▶ **Problem description**
Give back the records in full, with every line exactly as it was.

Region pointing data
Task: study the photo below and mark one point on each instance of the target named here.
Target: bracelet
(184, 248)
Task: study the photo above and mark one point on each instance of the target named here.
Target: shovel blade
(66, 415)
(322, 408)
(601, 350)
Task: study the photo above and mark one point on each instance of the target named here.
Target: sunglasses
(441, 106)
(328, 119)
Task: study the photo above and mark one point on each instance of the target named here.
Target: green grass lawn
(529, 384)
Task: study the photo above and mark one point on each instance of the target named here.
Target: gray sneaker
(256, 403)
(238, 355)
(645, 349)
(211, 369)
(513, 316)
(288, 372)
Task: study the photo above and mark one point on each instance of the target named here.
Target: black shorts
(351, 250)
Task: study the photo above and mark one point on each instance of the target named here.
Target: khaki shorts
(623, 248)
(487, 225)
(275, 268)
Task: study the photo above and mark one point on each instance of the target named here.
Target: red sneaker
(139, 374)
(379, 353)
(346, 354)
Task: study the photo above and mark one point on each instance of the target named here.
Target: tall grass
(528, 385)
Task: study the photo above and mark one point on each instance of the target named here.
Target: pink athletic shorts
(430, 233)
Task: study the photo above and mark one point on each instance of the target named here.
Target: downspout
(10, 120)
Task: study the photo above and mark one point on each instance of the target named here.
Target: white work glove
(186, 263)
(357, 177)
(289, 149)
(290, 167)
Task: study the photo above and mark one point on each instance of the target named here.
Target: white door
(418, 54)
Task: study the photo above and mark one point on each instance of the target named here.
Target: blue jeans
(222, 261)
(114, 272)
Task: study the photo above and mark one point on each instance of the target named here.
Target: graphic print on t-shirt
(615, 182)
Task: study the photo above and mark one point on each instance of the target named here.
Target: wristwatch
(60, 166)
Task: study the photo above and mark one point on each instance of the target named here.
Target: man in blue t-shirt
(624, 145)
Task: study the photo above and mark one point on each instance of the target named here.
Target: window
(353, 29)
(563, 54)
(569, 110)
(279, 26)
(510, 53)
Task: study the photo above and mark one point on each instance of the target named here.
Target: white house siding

▶ **Result for this exercise**
Task: study the photo below and mark one point on each instance of the target named here.
Target: bracelet
(184, 248)
Task: study the photo above and mark one point on each instance of the target named here.
Target: shovel blade
(66, 415)
(322, 408)
(601, 350)
Task: study the photo above and mark one point on each instance of the target named here.
Target: sunglasses
(441, 106)
(328, 119)
Task: study the photo above and mark one point on each instance of the target named here.
Target: green grass lawn
(529, 384)
Task: study the photo above and mark one point on each instance of the target named here.
Target: gray sneaker
(256, 403)
(238, 355)
(645, 349)
(211, 369)
(513, 316)
(288, 372)
Task: study the photo above and mark one point on each instance of the target named here.
Target: black shorts
(351, 250)
Task: study the photo above and mark one point on each instance of the target named here.
Target: khaki shorts
(623, 248)
(487, 225)
(275, 268)
Task: study the photo above and mark one point on each instance of the target named here.
Target: red sneaker
(139, 374)
(379, 353)
(346, 354)
Task: study the photo above and mark one point on each instance of the target named here.
Target: tall grass
(528, 385)
Task: study the photo above and mark one point on each instance of the target named here.
Target: pink athletic shorts
(430, 233)
Task: study the photo above and mark one point on each instance of the target named here.
Target: downspout
(10, 120)
Task: study the photo above and mark one point on each instance of the target named here.
Target: white work glove
(186, 263)
(357, 177)
(289, 149)
(290, 167)
Task: study the photo above and mark one point on each instance of the target named here.
Target: white door
(418, 54)
Task: study the photo above and mark one point on each instance of the target named here.
Target: blue jeans
(222, 261)
(114, 272)
Task: study the photo above and mark one point on each instance of the target named here.
Target: graphic print on t-shirt
(615, 182)
Task: study the photo above and mark one point on each instance of the target named here.
Target: wristwatch
(60, 166)
Task: study the photo above and mark one point on each instance of the target named here.
Target: man in blue t-shirt
(624, 145)
Task: study the photo above and mark one point on each instance of the target named here.
Target: window
(353, 29)
(563, 54)
(569, 110)
(279, 26)
(510, 53)
Task: study the photo above and mark one point on each instance of the target named here.
Target: white house siding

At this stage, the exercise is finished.